Ideally, in our republic the people can elect representatives who will solve these problems. Unfortunately, special interests—for example, big business, K-street lobbyists, multi-national corporations, military-industrial complex, foreign governments—already influence most candidates long before the people vote. Today, our constitutional checks and balances cannot restrain the impact of media's enormous cost and its extremely persuasive technologies. The resulting huge campaign spending by special interests translates into almost permanent reelection of their chosen candidates. Inevitably, those elected have major obligations to their contributors.

Congress cannot and will not resolve these problems because solutions are contrary to the personal interests of a majority of its members. Voters may change political leadership, but, despite campaign promises, improvements are cosmetic and temporary because the underlying causes remain unchanged. Evidence shows that these systemic problems continue to grow. The Constitution's preamble defines fundamental concepts of our republic—government must promote the general welfare. Excessive promotion of special interests' welfare over the people is clearly dysfunctional governance.

We would be stupid to permit the managers of a NYSE company to set their own pay, perquisites, ethics, rules of operation—we know that such a company would perform disastrously. Nevertheless, we permit congresspersons to do exactly this. How can we retain the benefits of good representative government while providing oversight control to keep congresspersons responsive to our wellbeing after we elect them?

The solution must lie in improved checks and balances—it is manifestly futile to keep hoping that a preponderance of congresspersons will somehow overcome their human nature. The literature abounds with authors who criticize government but offer no solution or hope that Congress will somehow implement a solution. This Plan takes a different approach, relying on the States and the People to enforce a solution without congressional support. The plan follows the explicit remedy prescribed by the Founding Fathers in the U.S. constitution—it conforms strictly to the written word of the U.S. Constitution.

Stored data:

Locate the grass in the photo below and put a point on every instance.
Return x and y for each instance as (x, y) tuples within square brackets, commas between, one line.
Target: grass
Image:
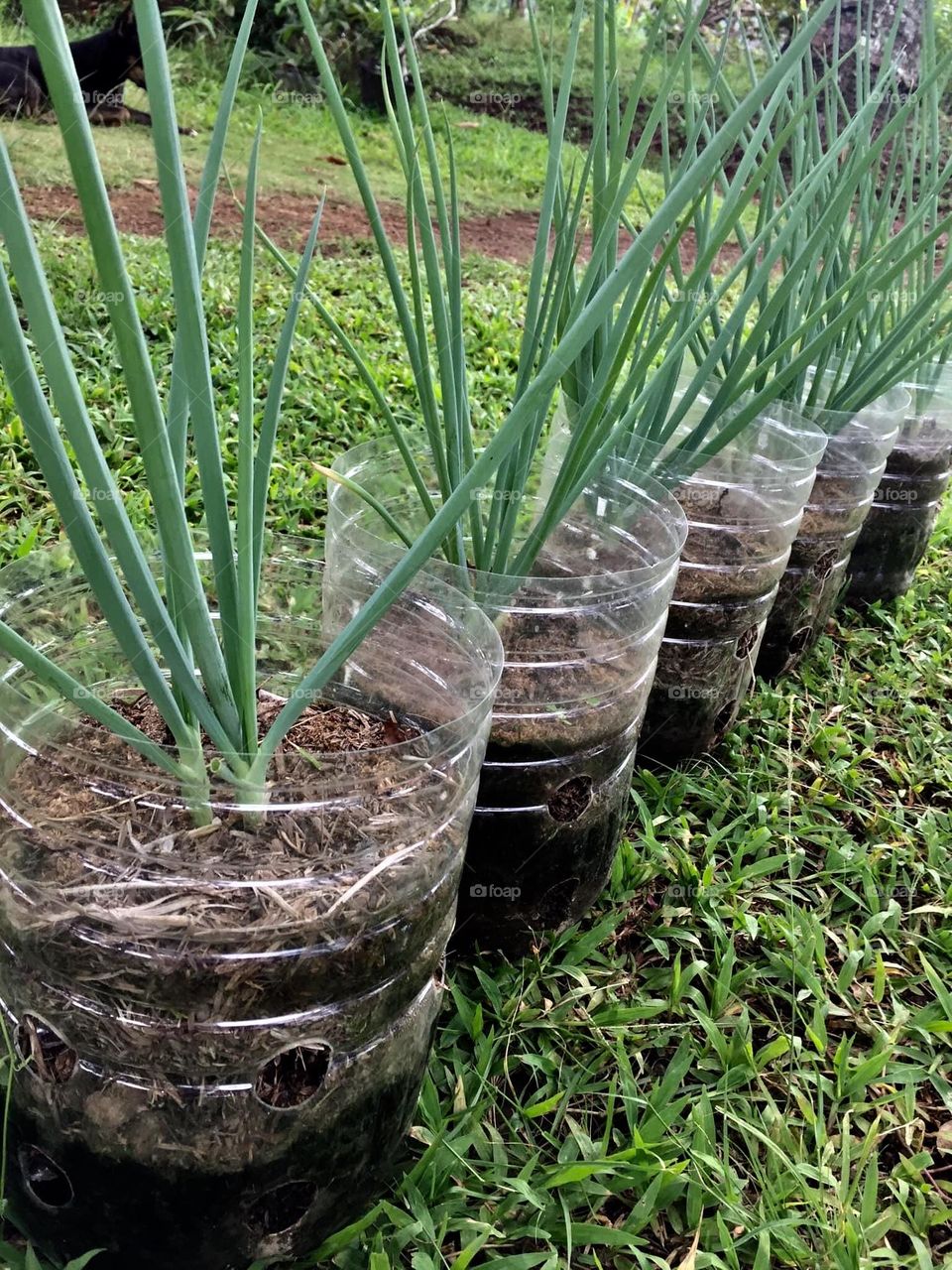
[(489, 64), (744, 1060), (504, 164)]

Exercise goal:
Please carry on the essay about holding Congress accountable, starting after its last sentence. The records come from a separate source.

Reply to the task:
2. Only the people can control congressional excesses. History has repeatedly proved that Congress cannot and will not do it. Constitutional separation of powers bars such control by the President, Judiciary or States. Moreover, a commission of appointed or elected members cannot have this power both because it is constitutionally unqualified and because members are open to manipulation both by special interests and by Congress.

Politics is about power. Because congressional maneuvers and special interests largely nullify the people's votes, the people retain very little federal power. Nationwide Citizens' Ballot Initiatives are the only constitutional way for the people to gain significant power to set things right. However, the approach taken in the U.S. for State and City initiatives is inadequate—not least because they are wide open to special interests' abuses. Consequently, this Plan uses a nationwide ballot Initiative process that is a great improvement over that used in the States. In particular, it has ample safeguards ensuring that special interests can never gain control, that ballot initiatives will be important and clear, that Initiatives receive extensive public feedback before they get onto the ballot, and that the number of initiatives will not overload the voters.

Nationwide ballot Initiatives are necessary not because the people have a perverse desire to exercise the congressional control function directly, but because they have profound convictions that Congress has ceased to be responsive to the popular will and that Congress has no innate ability to reform itself. The goal is to overcome Congress' detrimental resistance to change in order to permit long-term improvement of representative government—not to undermine or to micromanage Congress.

An Initiatives solution is entirely consistent with the Founding Fathers' views. For example:

Most U.S. Citizens are familiar with initiatives—about 70 percent of the people can vote on initiatives at their state or local elections. Polls constantly show that voters overwhelmingly support nationwide Initiatives by about three to one. By their use of initiatives in 24 states and at local levels for over 100 years, the people have demonstrated that they are competent to exercise this power.

At a national level, Switzerland has used nationwide initiatives since 1891—i.e., about 115 years. Switzerland modeled its constitution on the U.S. constitution with a direct democracy overlay. Despite many early political doubters of the people's competence, the people have demonstrated exceptional judgment. Swiss initiatives have never caused a crisis and have several times helped defused crises (Fossedal p. 91)—a far better record than most representative lawmaking. Starting as a poor mountainous nation with few natural resources and no seaports, Switzerland has thrived to become a top-ranked economic, democratic, and stable nation.

The Founding Fathers in 1787 avoided mentioning any form of direct democracy in the Constitution because they believed that the entire electorate had to meet in one place (Wilson, Madison). By 1920, state initiatives had proved that this constraint is unnecessary.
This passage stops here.